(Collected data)
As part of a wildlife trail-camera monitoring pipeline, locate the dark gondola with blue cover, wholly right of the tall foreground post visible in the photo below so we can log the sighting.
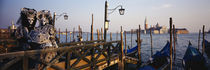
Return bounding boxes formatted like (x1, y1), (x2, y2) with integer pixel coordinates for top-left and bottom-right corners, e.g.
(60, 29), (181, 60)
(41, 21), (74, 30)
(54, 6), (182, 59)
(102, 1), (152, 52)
(182, 42), (207, 70)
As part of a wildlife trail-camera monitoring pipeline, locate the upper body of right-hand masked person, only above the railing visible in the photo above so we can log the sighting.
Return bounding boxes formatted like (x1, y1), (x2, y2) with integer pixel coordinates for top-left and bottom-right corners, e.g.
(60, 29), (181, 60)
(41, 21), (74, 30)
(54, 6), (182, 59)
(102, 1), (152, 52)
(29, 10), (58, 48)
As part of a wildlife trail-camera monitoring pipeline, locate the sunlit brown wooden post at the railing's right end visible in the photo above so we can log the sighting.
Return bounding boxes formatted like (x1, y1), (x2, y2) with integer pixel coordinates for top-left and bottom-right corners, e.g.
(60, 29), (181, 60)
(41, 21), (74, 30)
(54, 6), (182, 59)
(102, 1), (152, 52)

**Your assignment:** Copy all the records above exactly, but leave out the pictures.

**Answer to this problem:**
As part of a wildlife trail-camera monitoring pipeline, locate the dark gondola with blue cover, wholly right of the tall foreground post visible in the photo below so we can log the sighting.
Return bounding boxes formatted like (x1, y1), (x2, y2) with integer pixel coordinates for top-left and bottom-right corners, e.g.
(60, 29), (181, 60)
(41, 21), (74, 30)
(54, 6), (182, 59)
(102, 1), (152, 52)
(182, 42), (207, 70)
As part of a wildlife trail-camera monitoring pipeline, locate the upper body of right-hand masked person, only above the railing visible in the photo above so we can log the sighting.
Return bounding boxes formatted like (x1, y1), (x2, y2) with integer pixel coordinates for top-left and bottom-right corners, e.g.
(60, 29), (181, 60)
(41, 21), (74, 30)
(54, 6), (182, 59)
(102, 1), (152, 52)
(29, 10), (58, 48)
As part of a wildlife trail-camera monitoring pipeline, locate the sunlit brown wooden post at the railing's right end visible in the photo above so we can log the sighting.
Return bounding boxes formatted like (x1, y1), (x2, y2) with integer pixel coordinates for top-left and bottom-right corners, e.g.
(60, 29), (181, 60)
(41, 21), (74, 30)
(54, 6), (182, 59)
(102, 1), (152, 52)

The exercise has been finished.